Work item:
Below is a listing. Copy each line of it that holds the word "every".

Supplied data:
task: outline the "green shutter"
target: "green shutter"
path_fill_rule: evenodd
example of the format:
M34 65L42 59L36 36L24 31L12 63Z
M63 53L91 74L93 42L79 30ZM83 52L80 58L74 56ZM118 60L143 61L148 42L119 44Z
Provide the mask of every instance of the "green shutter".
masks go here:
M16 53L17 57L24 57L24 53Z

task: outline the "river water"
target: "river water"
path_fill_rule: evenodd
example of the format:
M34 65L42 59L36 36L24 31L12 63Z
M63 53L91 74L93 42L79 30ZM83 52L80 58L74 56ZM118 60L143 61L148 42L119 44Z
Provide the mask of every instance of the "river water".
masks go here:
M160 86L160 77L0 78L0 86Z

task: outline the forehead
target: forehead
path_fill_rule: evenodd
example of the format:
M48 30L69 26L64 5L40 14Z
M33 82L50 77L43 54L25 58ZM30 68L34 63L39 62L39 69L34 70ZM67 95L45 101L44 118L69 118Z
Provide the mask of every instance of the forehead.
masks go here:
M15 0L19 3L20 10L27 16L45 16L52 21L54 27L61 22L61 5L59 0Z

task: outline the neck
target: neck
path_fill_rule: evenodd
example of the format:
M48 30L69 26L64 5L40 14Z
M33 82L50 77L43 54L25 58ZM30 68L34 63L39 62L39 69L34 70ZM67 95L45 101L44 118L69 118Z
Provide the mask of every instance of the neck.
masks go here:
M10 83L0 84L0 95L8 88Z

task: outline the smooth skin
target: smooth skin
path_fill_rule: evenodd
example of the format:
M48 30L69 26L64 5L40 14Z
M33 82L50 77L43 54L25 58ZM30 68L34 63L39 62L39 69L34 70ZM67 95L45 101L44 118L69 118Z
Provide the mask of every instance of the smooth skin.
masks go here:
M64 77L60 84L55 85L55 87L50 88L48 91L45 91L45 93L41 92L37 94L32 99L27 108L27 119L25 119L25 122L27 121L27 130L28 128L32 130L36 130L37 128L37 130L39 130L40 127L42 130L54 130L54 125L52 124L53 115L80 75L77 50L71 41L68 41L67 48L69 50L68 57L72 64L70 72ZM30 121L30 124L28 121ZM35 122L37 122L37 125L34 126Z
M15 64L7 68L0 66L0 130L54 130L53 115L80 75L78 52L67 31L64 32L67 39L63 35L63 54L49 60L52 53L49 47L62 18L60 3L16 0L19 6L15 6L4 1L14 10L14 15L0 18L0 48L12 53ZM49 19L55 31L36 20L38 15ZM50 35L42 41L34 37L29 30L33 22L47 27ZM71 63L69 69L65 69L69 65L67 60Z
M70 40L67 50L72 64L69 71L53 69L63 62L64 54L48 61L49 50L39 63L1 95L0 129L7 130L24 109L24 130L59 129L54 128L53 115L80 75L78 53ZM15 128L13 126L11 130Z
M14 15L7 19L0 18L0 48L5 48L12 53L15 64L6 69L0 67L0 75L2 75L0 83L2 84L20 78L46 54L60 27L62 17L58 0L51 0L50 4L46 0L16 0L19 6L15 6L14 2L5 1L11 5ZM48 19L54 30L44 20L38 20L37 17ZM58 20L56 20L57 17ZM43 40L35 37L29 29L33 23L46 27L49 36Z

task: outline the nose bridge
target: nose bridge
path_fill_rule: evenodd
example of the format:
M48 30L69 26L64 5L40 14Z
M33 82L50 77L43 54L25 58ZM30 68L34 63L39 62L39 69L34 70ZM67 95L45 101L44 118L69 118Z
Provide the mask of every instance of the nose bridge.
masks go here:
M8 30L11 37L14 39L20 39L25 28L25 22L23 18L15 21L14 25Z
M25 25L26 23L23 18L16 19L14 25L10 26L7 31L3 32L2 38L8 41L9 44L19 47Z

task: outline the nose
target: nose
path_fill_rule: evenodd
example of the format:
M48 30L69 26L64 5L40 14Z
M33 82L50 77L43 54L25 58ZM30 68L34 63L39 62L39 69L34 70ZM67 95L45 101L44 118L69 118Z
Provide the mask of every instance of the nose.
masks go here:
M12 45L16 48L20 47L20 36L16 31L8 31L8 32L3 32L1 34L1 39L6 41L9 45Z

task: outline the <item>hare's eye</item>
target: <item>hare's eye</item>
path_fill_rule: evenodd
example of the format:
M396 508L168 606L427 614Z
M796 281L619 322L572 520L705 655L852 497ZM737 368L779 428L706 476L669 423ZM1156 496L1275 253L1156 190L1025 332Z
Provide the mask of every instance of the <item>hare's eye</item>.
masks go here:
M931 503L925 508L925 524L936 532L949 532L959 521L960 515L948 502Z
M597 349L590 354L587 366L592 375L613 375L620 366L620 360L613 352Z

Solution:
Provide the mask of every instance of the "green shutter".
Provide the mask of every instance of the "river water".
Provide the mask of every instance of the forehead.
Provide the mask of every instance of the neck.
Provide the mask of every instance of the smooth skin.
Provide the mask of every instance of the nose bridge.
Provide the mask of every instance of the nose.
Provide the mask of every instance of the <item>hare's eye</item>.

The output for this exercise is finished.